■ **Problem to solve**: Exclude images and print all the records verbatim.

(Collected data)
___

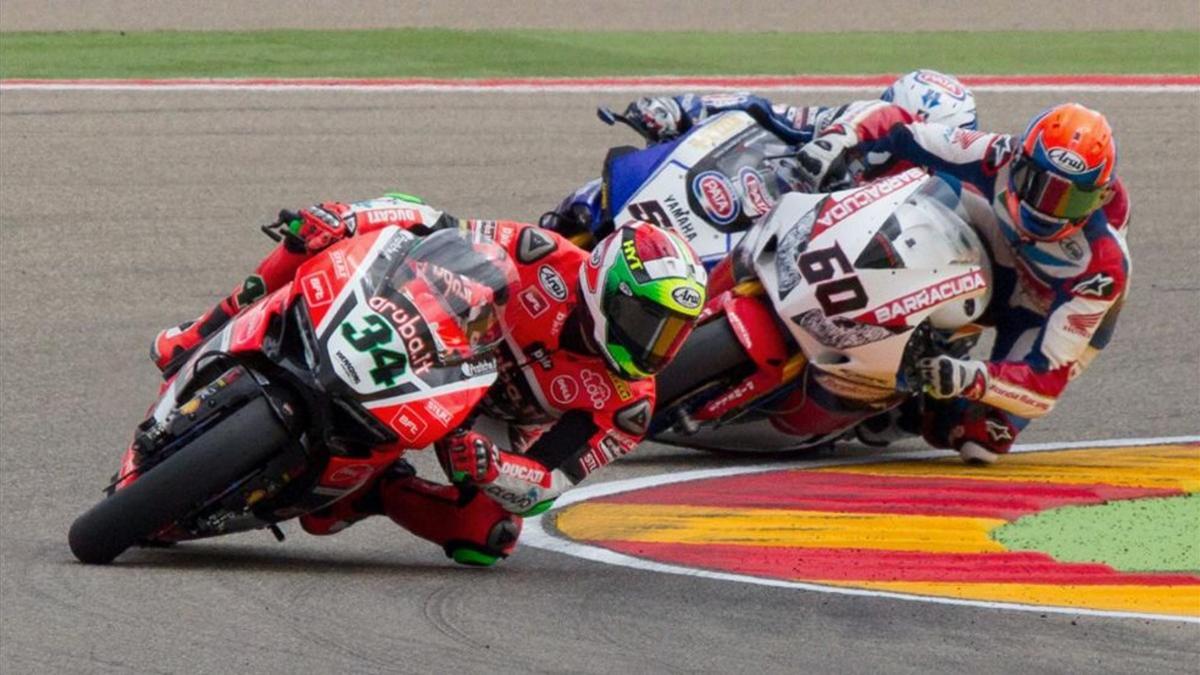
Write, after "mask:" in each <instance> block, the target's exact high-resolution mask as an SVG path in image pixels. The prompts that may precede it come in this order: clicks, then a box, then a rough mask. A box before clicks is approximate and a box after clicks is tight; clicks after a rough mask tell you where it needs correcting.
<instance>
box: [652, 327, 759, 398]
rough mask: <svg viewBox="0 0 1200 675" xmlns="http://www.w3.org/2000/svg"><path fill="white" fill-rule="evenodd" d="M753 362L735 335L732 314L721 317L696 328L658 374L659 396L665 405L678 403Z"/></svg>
mask: <svg viewBox="0 0 1200 675" xmlns="http://www.w3.org/2000/svg"><path fill="white" fill-rule="evenodd" d="M749 363H750V357H749V356H748V354H746V353H745V351H744V350H743V348H742V344H740V342H738V339H737V336H736V335H734V334H733V329H732V328H731V327H730V319H728V317H726V316H720V317H718V318H715V319H713V321H709V322H708V323H704V324H702V325H700V327H698V328H696V330H695V331H694V333H692V334H691V336H690V337H688V341H686V342H684V345H683V348H682V350H679V353H678V354H676V357H674V358H673V359H671V363H670V364H667V366H666V368H665V369H662V372H660V374H659V375H658V376H655V386H656V387H658V394H656V398H658V400H659V401H661V402H662V404H671V402H674V401H676V400H677V399H679V398H680V396H683V395H684V394H690V393H692V392H695V390H696V389H700V388H701V387H702V386H703V384H706V383H708V382H712V381H713V378H714V377H716V376H719V375H721V374H725V372H728V371H731V370H733V369H736V368H738V366H740V365H743V364H749Z"/></svg>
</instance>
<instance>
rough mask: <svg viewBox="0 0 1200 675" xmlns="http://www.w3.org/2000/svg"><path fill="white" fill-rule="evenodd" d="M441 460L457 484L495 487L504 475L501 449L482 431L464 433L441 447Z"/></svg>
mask: <svg viewBox="0 0 1200 675" xmlns="http://www.w3.org/2000/svg"><path fill="white" fill-rule="evenodd" d="M437 453H438V459H439V460H440V461H442V468H444V470H445V472H446V476H448V477H449V478H450V480H454V482H455V483H463V482H472V483H491V482H493V480H496V478H497V477H499V474H500V449H499V448H498V447H497V446H496V443H493V442H492V440H491V438H488V437H487V436H484V435H482V434H480V432H478V431H464V432H461V434H454V435H451V436H449V437H446V438H443V440H442V441H439V442H438V444H437Z"/></svg>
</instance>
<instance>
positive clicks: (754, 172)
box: [738, 167, 775, 216]
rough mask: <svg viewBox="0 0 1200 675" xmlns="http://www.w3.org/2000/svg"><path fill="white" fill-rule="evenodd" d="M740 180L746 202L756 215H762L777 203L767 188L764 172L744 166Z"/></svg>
mask: <svg viewBox="0 0 1200 675" xmlns="http://www.w3.org/2000/svg"><path fill="white" fill-rule="evenodd" d="M738 180H739V181H740V183H742V192H743V193H744V195H745V198H746V202H749V204H750V207H751V208H752V209H754V211H755V213H754V215H756V216H761V215H763V214H766V213H767V211H769V210H770V208H772V207H773V205H775V201H774V199H773V198H772V196H770V192H769V191H768V190H767V184H766V183H763V180H762V174H760V173H758V172H757V171H755V169H752V168H751V167H742V171H740V172H738Z"/></svg>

___

■ **Output of the exercise**:
Write, after "mask:" in each <instance> block, the target's exact high-resolution mask as an SVG path in image pixels. The prompts that may precede it come in this order: clicks, then a box, then a rough mask. A box before clicks is approximate and a box after clicks is tight; clicks after a rough mask tell you where it needs correcting.
<instance>
box: [652, 327, 759, 398]
rough mask: <svg viewBox="0 0 1200 675" xmlns="http://www.w3.org/2000/svg"><path fill="white" fill-rule="evenodd" d="M753 362L735 335L732 314L721 317L696 328L658 374L659 396L665 405L678 403Z"/></svg>
mask: <svg viewBox="0 0 1200 675" xmlns="http://www.w3.org/2000/svg"><path fill="white" fill-rule="evenodd" d="M749 363H750V357H749V356H748V354H746V353H745V351H744V350H743V348H742V344H740V342H738V339H737V336H736V335H734V334H733V329H732V328H731V327H730V319H728V317H726V316H720V317H718V318H715V319H713V321H709V322H708V323H704V324H702V325H700V327H698V328H696V330H695V331H694V333H692V334H691V336H690V337H688V341H686V342H684V345H683V348H682V350H679V353H678V354H676V357H674V358H673V359H671V363H670V364H667V366H666V368H665V369H662V372H660V374H659V375H658V376H655V386H656V387H658V394H656V398H658V400H659V401H661V402H662V404H671V402H674V401H676V400H677V399H679V398H680V396H683V395H684V394H690V393H692V392H695V390H696V389H700V388H701V387H702V386H703V384H706V383H708V382H712V381H713V378H714V377H716V376H719V375H721V374H725V372H728V371H731V370H733V369H736V368H738V366H740V365H743V364H749Z"/></svg>
</instance>
<instance>
rough mask: <svg viewBox="0 0 1200 675" xmlns="http://www.w3.org/2000/svg"><path fill="white" fill-rule="evenodd" d="M441 460L457 484L495 487L504 475L501 449L482 431L464 433L441 447Z"/></svg>
mask: <svg viewBox="0 0 1200 675" xmlns="http://www.w3.org/2000/svg"><path fill="white" fill-rule="evenodd" d="M437 453H438V459H439V460H440V461H442V468H444V470H445V472H446V476H448V477H449V478H450V480H454V482H455V483H463V482H472V483H491V482H493V480H496V478H497V477H499V474H500V449H499V448H498V447H497V446H496V443H493V442H492V440H491V438H488V437H487V436H484V435H482V434H480V432H478V431H464V432H461V434H454V435H451V436H449V437H446V438H443V440H442V441H439V442H438V444H437Z"/></svg>
</instance>
<instance>
positive clicks: (754, 172)
box: [738, 167, 775, 216]
rough mask: <svg viewBox="0 0 1200 675" xmlns="http://www.w3.org/2000/svg"><path fill="white" fill-rule="evenodd" d="M740 180L746 202L756 215H762L777 203L767 188L764 172L744 166Z"/></svg>
mask: <svg viewBox="0 0 1200 675" xmlns="http://www.w3.org/2000/svg"><path fill="white" fill-rule="evenodd" d="M738 180H739V181H740V183H742V192H743V193H744V195H745V198H746V202H749V204H750V207H751V208H752V209H754V211H755V213H754V215H756V216H761V215H763V214H766V213H767V211H769V210H770V208H772V207H773V205H775V201H774V199H773V198H772V196H770V192H769V191H768V190H767V184H766V183H763V180H762V174H760V173H758V172H757V171H755V169H752V168H751V167H742V171H740V172H738Z"/></svg>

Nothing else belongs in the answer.